Provided records Block Start
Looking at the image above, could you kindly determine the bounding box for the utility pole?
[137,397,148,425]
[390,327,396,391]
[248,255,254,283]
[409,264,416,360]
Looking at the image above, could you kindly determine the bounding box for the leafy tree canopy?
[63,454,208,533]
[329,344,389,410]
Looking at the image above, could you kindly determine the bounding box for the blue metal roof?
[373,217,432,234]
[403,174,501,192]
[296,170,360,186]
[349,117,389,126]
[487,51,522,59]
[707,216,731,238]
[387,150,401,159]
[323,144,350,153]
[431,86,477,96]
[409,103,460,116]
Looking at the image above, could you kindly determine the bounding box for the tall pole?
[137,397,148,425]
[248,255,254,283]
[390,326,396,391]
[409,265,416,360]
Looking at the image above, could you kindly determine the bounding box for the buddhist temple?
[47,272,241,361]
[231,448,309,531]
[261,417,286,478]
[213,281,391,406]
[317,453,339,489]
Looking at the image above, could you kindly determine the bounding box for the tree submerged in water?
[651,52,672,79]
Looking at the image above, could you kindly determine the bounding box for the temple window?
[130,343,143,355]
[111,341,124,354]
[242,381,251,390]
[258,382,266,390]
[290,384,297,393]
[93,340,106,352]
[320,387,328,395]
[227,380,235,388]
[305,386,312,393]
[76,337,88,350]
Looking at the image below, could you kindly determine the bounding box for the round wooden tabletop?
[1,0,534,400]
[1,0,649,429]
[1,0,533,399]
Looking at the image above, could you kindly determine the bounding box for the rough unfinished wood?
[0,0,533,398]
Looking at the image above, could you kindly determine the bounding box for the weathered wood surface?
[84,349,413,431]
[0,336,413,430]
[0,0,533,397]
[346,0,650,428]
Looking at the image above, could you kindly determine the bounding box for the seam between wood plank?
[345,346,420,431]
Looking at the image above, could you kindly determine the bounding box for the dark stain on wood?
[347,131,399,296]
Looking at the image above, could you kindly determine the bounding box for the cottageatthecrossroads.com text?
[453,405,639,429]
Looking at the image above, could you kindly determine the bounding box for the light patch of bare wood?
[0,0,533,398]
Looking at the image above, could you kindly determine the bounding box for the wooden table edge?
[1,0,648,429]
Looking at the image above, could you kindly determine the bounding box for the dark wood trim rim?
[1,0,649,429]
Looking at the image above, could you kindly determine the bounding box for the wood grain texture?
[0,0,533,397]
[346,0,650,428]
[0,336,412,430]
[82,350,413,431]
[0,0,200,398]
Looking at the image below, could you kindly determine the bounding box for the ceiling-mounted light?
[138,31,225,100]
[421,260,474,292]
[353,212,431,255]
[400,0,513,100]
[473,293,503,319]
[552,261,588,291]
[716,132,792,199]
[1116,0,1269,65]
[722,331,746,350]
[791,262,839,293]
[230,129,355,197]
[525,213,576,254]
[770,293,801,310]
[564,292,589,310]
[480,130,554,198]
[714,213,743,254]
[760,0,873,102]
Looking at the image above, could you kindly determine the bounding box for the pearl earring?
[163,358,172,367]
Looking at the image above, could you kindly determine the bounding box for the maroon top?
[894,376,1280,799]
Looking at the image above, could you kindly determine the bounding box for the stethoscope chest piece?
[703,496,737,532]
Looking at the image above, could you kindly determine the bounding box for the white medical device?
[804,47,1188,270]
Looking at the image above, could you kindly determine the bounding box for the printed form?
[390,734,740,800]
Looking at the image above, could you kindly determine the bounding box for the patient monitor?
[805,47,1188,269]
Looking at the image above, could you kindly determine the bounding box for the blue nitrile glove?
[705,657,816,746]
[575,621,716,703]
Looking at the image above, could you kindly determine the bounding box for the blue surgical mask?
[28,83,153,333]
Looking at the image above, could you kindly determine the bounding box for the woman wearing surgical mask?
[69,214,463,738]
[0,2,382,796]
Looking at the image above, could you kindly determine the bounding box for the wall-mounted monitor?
Provided records Block End
» Required action: Starting from the line that contains "blue surgical mask?", transcribe each line to the end of the records above. Please add nothing.

» Written solution:
Looking at the image above, could you kindly determine the bounding box for the blue surgical mask?
[28,83,153,333]
Looking at the image above, could you kindly determine the bounding box for the woman wearing surgical mask?
[69,214,463,738]
[0,2,382,796]
Looking at the image above, could you kindly determine the bounding box for the wall-mounted monitor?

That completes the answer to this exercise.